What the exercise asks:
Please convert the items below into a Markdown table with two columns, Row for the row number and Line for the text of each line, skipping blank lines. Leave the pictures out of your answer.

━━━━━━━━

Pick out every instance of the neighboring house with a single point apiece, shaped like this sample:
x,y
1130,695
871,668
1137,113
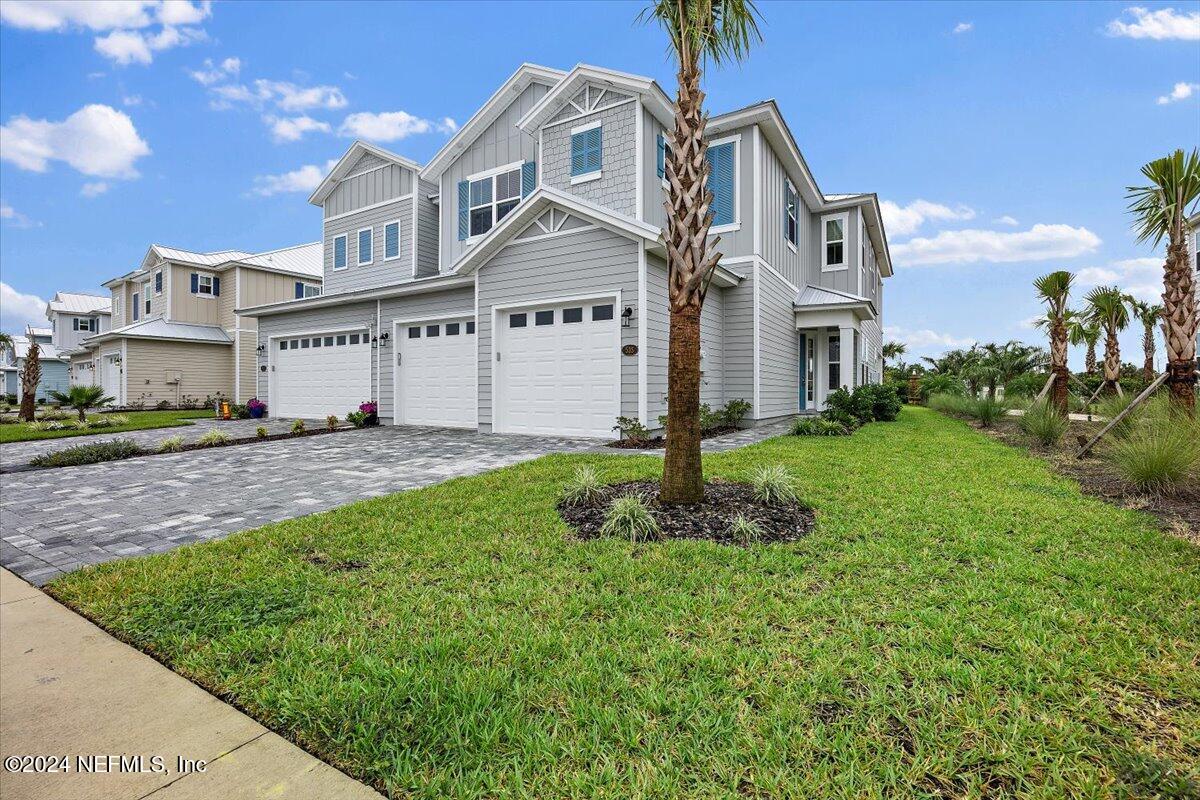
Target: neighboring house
x,y
517,282
175,334
54,364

━━━━━━━━

Answer below:
| Row | Line |
|---|---|
| 1 | Pick out every instance of the neighboring house with a single point apiece, shaped like this sample: |
| 2 | x,y |
| 3 | 1130,695 |
| 4 | 871,668 |
| 5 | 1137,113 |
| 6 | Target: neighboring house |
| 7 | x,y |
| 8 | 517,282 |
| 9 | 175,334 |
| 10 | 54,364 |